ASSIGNMENT: Start with the line containing "In this exercise you will locate the snow-covered" and write out each line through the end of the listing, exactly as given.

AVAILABLE RECORDS:
[Start of Attachment]
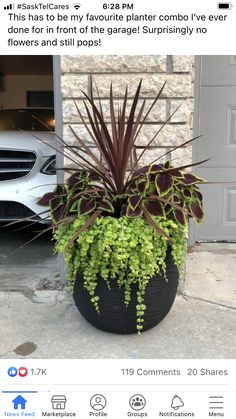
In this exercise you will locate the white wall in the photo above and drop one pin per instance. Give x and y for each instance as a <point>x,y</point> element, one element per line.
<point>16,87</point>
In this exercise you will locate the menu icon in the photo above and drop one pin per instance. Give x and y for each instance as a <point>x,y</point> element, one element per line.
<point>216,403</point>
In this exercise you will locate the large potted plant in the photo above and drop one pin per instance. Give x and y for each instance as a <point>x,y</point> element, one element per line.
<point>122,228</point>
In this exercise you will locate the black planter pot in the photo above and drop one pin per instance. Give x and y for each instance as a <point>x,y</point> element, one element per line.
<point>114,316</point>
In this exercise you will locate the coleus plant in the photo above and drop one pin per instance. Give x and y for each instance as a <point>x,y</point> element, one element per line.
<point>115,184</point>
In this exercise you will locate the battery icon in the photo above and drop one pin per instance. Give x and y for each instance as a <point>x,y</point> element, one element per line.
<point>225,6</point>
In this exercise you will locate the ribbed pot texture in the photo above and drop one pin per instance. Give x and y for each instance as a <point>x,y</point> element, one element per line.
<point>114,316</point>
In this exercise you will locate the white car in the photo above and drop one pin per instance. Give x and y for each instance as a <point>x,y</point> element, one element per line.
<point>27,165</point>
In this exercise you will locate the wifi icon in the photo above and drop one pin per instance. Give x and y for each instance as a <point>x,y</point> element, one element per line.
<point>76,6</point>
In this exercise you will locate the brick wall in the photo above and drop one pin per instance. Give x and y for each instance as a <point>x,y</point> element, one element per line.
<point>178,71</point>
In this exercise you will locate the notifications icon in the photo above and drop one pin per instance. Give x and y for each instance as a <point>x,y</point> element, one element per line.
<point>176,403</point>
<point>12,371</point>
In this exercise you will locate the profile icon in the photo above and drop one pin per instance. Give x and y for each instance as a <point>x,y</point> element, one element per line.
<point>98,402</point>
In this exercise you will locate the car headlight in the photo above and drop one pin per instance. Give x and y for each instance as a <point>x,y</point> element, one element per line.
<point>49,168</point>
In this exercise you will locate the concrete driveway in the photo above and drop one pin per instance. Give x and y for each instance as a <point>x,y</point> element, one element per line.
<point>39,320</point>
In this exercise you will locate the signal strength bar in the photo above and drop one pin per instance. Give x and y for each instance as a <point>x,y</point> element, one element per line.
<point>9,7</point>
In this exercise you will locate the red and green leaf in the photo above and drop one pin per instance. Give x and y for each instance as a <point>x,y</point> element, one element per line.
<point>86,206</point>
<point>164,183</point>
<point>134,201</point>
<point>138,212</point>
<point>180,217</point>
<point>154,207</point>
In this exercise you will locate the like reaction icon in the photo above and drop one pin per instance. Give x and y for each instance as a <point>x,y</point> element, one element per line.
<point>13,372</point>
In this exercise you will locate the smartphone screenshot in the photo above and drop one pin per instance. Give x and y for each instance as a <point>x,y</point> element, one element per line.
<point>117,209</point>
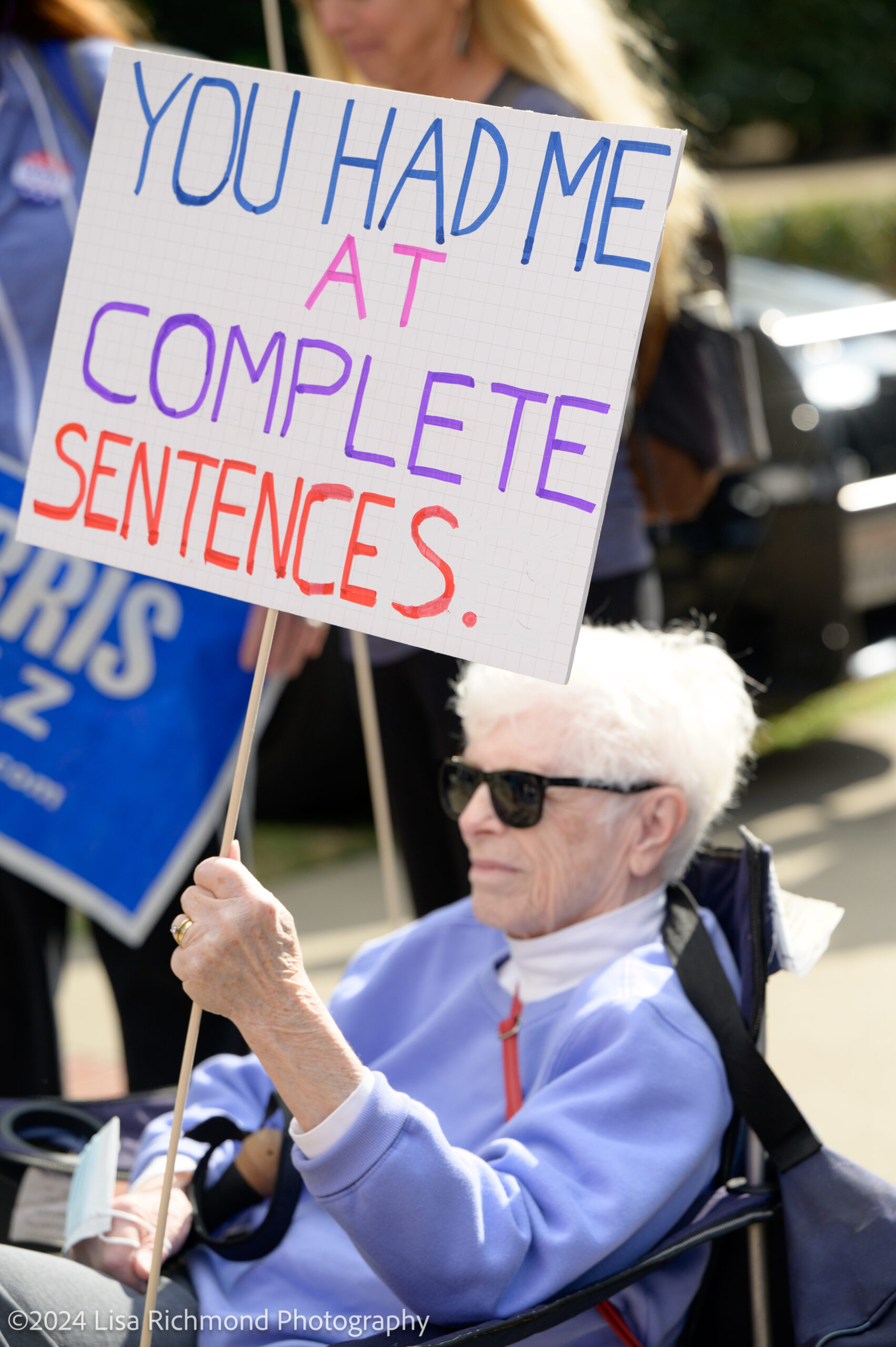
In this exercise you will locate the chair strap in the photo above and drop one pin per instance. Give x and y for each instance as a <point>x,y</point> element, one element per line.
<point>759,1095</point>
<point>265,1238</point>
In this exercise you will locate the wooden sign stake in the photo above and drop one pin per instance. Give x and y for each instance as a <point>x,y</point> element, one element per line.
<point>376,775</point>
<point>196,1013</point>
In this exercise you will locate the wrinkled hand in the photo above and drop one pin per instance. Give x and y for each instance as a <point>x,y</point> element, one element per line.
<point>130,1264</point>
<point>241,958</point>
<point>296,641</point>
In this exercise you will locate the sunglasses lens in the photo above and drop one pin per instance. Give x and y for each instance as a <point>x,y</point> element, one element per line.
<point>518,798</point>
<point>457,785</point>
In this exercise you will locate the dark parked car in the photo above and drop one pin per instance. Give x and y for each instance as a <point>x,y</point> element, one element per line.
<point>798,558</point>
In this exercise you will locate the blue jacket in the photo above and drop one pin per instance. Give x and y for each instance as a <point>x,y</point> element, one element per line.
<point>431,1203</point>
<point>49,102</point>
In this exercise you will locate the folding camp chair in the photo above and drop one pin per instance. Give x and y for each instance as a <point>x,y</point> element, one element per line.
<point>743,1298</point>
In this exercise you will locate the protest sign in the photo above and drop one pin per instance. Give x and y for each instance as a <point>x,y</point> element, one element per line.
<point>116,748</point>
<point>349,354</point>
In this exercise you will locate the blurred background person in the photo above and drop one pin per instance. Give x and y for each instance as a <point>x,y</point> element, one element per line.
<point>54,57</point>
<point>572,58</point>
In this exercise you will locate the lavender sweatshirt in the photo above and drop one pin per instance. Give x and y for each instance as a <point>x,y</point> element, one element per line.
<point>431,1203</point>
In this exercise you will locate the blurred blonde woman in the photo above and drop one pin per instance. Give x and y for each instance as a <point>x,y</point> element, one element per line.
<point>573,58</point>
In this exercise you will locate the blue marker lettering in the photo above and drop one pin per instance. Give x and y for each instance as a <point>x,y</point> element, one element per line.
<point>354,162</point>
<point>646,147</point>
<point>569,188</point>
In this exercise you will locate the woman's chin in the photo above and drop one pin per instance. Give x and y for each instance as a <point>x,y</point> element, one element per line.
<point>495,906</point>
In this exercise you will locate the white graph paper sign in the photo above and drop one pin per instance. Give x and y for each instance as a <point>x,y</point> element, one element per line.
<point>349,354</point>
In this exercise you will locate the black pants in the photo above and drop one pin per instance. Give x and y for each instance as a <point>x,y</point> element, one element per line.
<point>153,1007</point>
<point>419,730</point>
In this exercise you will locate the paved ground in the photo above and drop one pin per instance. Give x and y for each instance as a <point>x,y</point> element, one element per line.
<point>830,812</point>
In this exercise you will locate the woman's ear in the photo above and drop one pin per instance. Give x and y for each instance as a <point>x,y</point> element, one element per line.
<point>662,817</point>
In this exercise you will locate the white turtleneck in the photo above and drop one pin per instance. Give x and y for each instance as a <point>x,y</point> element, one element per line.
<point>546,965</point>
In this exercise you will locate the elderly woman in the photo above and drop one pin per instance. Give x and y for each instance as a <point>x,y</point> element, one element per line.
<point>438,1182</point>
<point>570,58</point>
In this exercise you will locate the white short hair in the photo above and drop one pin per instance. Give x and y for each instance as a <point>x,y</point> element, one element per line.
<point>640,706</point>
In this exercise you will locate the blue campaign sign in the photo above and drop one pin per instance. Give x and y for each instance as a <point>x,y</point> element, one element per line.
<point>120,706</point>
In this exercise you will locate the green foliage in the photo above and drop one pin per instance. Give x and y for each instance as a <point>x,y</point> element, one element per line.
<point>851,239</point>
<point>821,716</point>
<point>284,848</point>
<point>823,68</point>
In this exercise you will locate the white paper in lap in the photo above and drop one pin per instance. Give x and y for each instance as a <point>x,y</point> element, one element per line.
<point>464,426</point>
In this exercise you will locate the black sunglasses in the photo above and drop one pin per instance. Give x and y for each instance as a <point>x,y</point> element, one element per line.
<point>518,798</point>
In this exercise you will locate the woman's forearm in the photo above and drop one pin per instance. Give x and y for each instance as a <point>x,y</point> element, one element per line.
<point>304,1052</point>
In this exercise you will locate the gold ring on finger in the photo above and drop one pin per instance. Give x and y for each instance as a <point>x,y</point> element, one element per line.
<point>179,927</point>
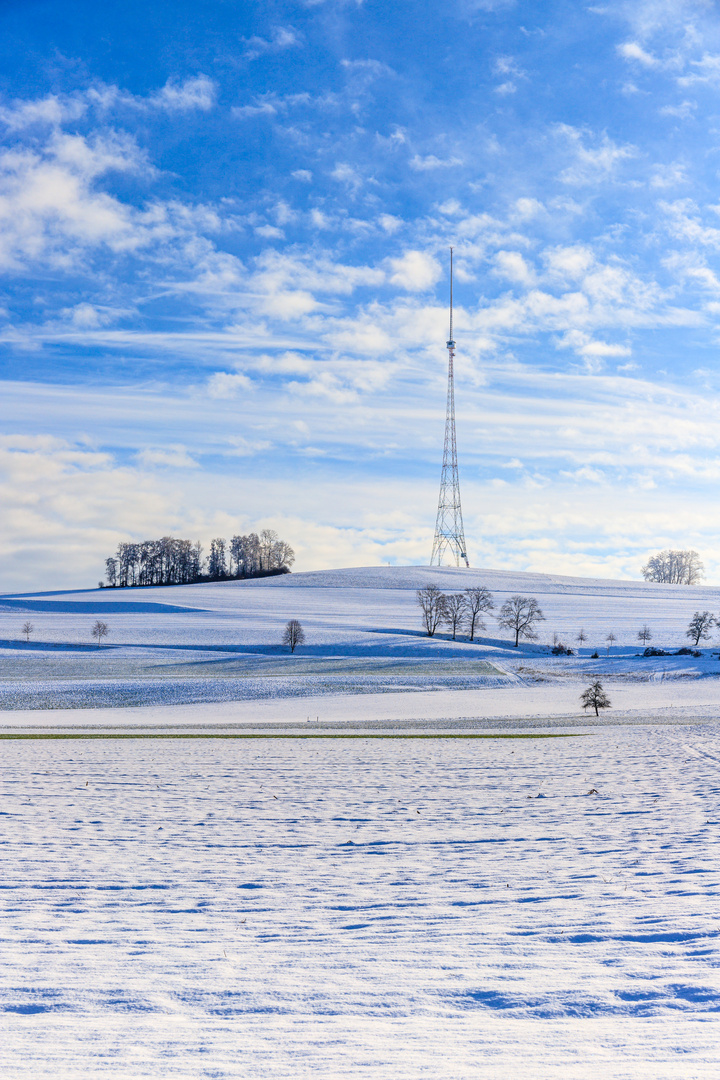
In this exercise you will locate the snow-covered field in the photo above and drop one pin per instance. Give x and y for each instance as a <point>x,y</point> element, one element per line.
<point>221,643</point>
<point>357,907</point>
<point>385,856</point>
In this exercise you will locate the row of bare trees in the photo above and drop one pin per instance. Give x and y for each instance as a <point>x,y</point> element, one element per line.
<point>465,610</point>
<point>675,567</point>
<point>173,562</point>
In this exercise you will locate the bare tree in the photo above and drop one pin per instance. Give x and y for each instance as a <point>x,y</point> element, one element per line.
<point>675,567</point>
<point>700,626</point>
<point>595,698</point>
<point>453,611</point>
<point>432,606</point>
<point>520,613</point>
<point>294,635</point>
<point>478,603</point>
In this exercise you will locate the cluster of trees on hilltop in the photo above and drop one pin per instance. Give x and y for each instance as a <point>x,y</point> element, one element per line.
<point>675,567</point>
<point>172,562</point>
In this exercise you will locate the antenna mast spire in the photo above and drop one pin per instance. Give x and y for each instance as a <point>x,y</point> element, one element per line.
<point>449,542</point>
[End of Attachment]
RESPONSE:
In this exercise you will locate the snow-covered field in the photo above and drop one pin per instance. Give x and y for each instance as a <point>x,y</point> element, one element per line.
<point>221,643</point>
<point>357,907</point>
<point>385,856</point>
In this exercise you will locate the row of bare trees in the photo above and drop one pin per instance. Give x and y for each instance as a <point>x,y</point> element, one element per line.
<point>465,610</point>
<point>675,567</point>
<point>173,562</point>
In this exercise you will locate the bare tree in the photo above and drop one pin per instance. Give x and y for each instance as a <point>x,y</point> element, one element per line.
<point>675,567</point>
<point>700,626</point>
<point>595,698</point>
<point>453,611</point>
<point>432,606</point>
<point>520,613</point>
<point>294,635</point>
<point>478,603</point>
In this exercise you will locate the cluster of trees on hilltop in the photo above and drop one pin per instance. Give x and y for each instance as a <point>x,y</point> element, one element per line.
<point>675,567</point>
<point>172,562</point>
In this exercise you will locate the antenna mast spire in the photo above and drop one pin per instance. Give x and y for each instance as a <point>x,y</point> element, one element per line.
<point>449,542</point>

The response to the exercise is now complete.